**Document passage**
The Rook operator will be notified when the StorageCluster resource is created and begin doing a lot of work. It takes a few minutes for the Rook operator to create a quorum of Ceph Monitors (MONs) and deploy a Ceph Manager (MGR). Then the Rook operator will create a Ceph Object Storage Daemon (OSD) for every storage device. In the example above we requested 6 NVMe and 30 HDD devices so we expect to have 36 OSD pods.

⚠️ See the section below about verifying your OSD count and what to do if you're missing OSD pods.

You can observe the Rook Operator's progress and logs with this command: oc logs -f -l app=rook-ceph-operator -n openshift-storage

The StorageCluster will report Status: Progressing until we create the StorageClass listed in the multiCloudGateway: section.

Create CephBlockPools

After the Rook Operator finishes creating the StorageCluster you can create CephBlockPools with a deviceClass: definition. The deviceClass: configuration will make sure the pools use either HDDs or SSDs/NVMEs to store data. And the targetSizeRatio: percentage is used to calculate an inital number of Placement Groups to avoid unnecessarily relocating data when the pool starts to fill up.

Update: I just discovered that the OpenShift console allows you to create CephBlockPools via the GUI. The screens to create them are revealed when creating a new StorageClass and choosing the openshift-storage.rbd.csi.ceph.com Provisioner. You can choose an existing Storage Pool, or create a new one as shown below. Unfortunately you can't create a new CephFS Filesystem when choosing the other ...csi.ceph.com Provisioner. :face_with_raised_eyebrow:

The YAML examples below create Ceph Pools that will keep three copies of application data on three separate servers. Actually the application data will be stored in separate "racks." The deafult is to label each node as if it were in a rack of its own. Other options would be to set the failureDomain: to "osd" or "host". This provides your applications and VMs high availability and fault tolerance in the event that any one node goes offline, perhaps while rebooting for maintenance or while applying OpenShift updates. The

---
apiVersion: ceph.rook.io/v1
kind: CephBlockPool
metadata:
  name: ocs-storagecluster-cephblockpool-hdd
  namespace: openshift-storage
spec:
  deviceClass: hdd
  enableRBDStats: true
  failureDomain: rack
  replicated:
    replicasPerFailureDomain: 1
    size: 3
    targetSizeRatio: 0.49


---
apiVersion: ceph.rook.io/v1
kind: CephBlockPool
metadata:
  name: ocs-storagecluster-cephblockpool-nvme
  namespace: openshift-storage
spec:
  deviceClass: nvme
  enableRBDStats: true
  failureDomain: rack
  replicated:
    replicasPerFailureDomain: 1
    size: 3
    targetSizeRatio: 0.49

Create StorageClasses

A StorageClass can create PersistentVolumes from a specific pool by setting the parameters.pool: value. The other values were copied from the default StorageClass ODF created when I had previously installed via the GUI.

Dataset excerpts on pointing at objects:
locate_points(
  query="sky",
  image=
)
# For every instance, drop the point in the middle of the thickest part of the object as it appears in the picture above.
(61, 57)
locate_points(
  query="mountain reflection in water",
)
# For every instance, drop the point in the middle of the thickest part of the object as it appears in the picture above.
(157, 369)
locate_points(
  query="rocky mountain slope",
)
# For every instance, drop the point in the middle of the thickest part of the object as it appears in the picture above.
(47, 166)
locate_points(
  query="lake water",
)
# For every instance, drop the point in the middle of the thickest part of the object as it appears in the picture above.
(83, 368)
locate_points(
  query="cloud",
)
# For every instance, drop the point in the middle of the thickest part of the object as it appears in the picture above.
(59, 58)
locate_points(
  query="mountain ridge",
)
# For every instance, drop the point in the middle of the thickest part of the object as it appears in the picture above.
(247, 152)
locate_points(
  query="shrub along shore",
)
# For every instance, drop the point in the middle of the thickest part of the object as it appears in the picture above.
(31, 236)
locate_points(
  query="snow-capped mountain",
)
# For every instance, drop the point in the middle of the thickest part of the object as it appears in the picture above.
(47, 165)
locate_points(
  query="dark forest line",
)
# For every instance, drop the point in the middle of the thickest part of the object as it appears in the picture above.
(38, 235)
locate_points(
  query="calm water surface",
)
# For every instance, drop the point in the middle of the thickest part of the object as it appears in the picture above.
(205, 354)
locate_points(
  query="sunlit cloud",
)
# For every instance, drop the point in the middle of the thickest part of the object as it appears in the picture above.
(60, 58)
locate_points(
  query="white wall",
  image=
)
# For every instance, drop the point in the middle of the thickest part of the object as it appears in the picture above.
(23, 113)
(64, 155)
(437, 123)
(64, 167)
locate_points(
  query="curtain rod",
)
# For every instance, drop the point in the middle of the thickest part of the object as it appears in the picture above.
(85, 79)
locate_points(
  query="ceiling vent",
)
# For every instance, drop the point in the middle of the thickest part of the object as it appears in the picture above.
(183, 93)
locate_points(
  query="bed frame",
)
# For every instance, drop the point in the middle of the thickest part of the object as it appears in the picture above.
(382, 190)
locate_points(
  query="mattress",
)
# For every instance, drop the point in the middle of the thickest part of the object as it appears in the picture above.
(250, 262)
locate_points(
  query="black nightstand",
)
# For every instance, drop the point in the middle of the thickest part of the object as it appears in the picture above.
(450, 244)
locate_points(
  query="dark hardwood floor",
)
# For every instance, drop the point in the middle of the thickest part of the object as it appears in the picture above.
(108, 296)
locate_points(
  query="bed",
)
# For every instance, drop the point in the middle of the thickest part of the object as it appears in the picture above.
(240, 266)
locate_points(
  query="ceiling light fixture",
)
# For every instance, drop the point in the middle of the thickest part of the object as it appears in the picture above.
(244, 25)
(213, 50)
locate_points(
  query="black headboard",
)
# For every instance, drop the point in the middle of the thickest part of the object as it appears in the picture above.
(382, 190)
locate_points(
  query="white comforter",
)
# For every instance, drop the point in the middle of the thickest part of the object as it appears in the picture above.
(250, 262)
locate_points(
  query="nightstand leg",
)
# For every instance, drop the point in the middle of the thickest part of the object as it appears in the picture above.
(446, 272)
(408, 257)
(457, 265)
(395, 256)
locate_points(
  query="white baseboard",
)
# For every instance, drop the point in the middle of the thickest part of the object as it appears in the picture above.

**List of tasks**
1. Answer these questions using the Ceph storage walkthrough.
(a) How many OSD pods does the walkthrough expect from the requested devices?
(b) What status will the StorageCluster report until the StorageClass listed in the multiCloudGateway: section is created?
(c) Besides "rack," which two failureDomain: values does the walkthrough name as other options?
2. Name every Ceph daemon type that the Ceph storage walkthrough says the Rook operator creates or deploys.
3. Carry on the Ceph storage walkthrough from its final sentence.

**Responses for each task**
1.
(a) 36 OSD pods.
(b) Status: Progressing.
(c) "osd" and "host."

2.
- Ceph Monitors (MONs)
- Ceph Manager (MGR)
- Ceph Object Storage Daemon (OSD)

3.
---
allowVolumeExpansion: true
apiVersion: storage.k8s.io/v1
kind: StorageClass
metadata:
  name: ocs-storagecluster-ceph-rbd-hdd
  annotations:
    description: HDD - Provides RWO Filesystem volumes, and RWO and RWX Block volumes
#    storageclass.kubernetes.io/is-default-class: "true"
parameters:
  clusterID: openshift-storage
  csi.storage.k8s.io/controller-expand-secret-name: rook-csi-rbd-provisioner
  csi.storage.k8s.io/controller-expand-secret-namespace: openshift-storage
  csi.storage.k8s.io/fstype: ext4
  csi.storage.k8s.io/node-stage-secret-name: rook-csi-rbd-node
  csi.storage.k8s.io/node-stage-secret-namespace: openshift-storage
  csi.storage.k8s.io/provisioner-secret-name: rook-csi-rbd-provisioner
  csi.storage.k8s.io/provisioner-secret-namespace: openshift-storage
  imageFeatures: layering
  imageFormat: "2"
  pool: ocs-storagecluster-cephblockpool-hdd
provisioner: openshift-storage.rbd.csi.ceph.com
reclaimPolicy: Delete
volumeBindingMode: Immediate
allowVolumeExpansion: true


---
apiVersion: storage.k8s.io/v1
kind: StorageClass
metadata:
  name: ocs-storagecluster-ceph-rbd-nvme
  annotations:
    description: NVMe - Provides RWO Filesystem volumes, and RWO and RWX Block volumes
parameters:
  clusterID: openshift-storage
  csi.storage.k8s.io/controller-expand-secret-name: rook-csi-rbd-provisioner
  csi.storage.k8s.io/controller-expand-secret-namespace: openshift-storage
  csi.storage.k8s.io/fstype: ext4
  csi.storage.k8s.io/node-stage-secret-name: rook-csi-rbd-node
  csi.storage.k8s.io/node-stage-secret-namespace: openshift-storage
  csi.storage.k8s.io/provisioner-secret-name: rook-csi-rbd-provisioner
  csi.storage.k8s.io/provisioner-secret-namespace: openshift-storage
  imageFeatures: layering
  imageFormat: "2"
  pool: ocs-storagecluster-cephblockpool-nvme
provisioner: openshift-storage.rbd.csi.ceph.com
reclaimPolicy: Delete
volumeBindingMode: Immediate

Conclusion

If all went well, you've now successfully deployed and configured the Local Storage Operator and OpenShift Data Foundation so that applications can choose to put their data either on HDDs or on SSDs. If something doesn't seem right, the bits that follow can be used to troubleshoot, cleanup, and try again. There is, however, one hiccup in the plan so far. The CephBlockPools were used to create StorageClasses that apply to RWO (ReadWriteOnce) requests. In other words, the StorageClasses we created only make PersistentVolumes that can be attached by one Pod. What about RWX (ReadWriteMany) volumes that can be used simultaneously by many Pods? RWX volumes are handled by the CephFS StorageClass that was automatically created. Unfortunately that CephFS will arbitrarily put some data on HDDs and some on SSDs. I'm still working out the simplest way to correct that issue.

CephFS

How do we tell CephFS which OSD (nvme or hdd) to use?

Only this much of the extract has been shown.